Entries from a pointing dataset
>> Begin

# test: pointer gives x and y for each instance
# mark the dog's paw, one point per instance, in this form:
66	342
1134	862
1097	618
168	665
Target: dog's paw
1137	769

>> End

[WORK TO BE COMPLETED] Please repeat the data above line for line, without any changes.

[CORRECT ANSWER]
# test: pointer gives x and y for each instance
# mark the dog's paw, one point per instance, in this form:
66	342
1134	862
1097	618
168	665
Target: dog's paw
1137	769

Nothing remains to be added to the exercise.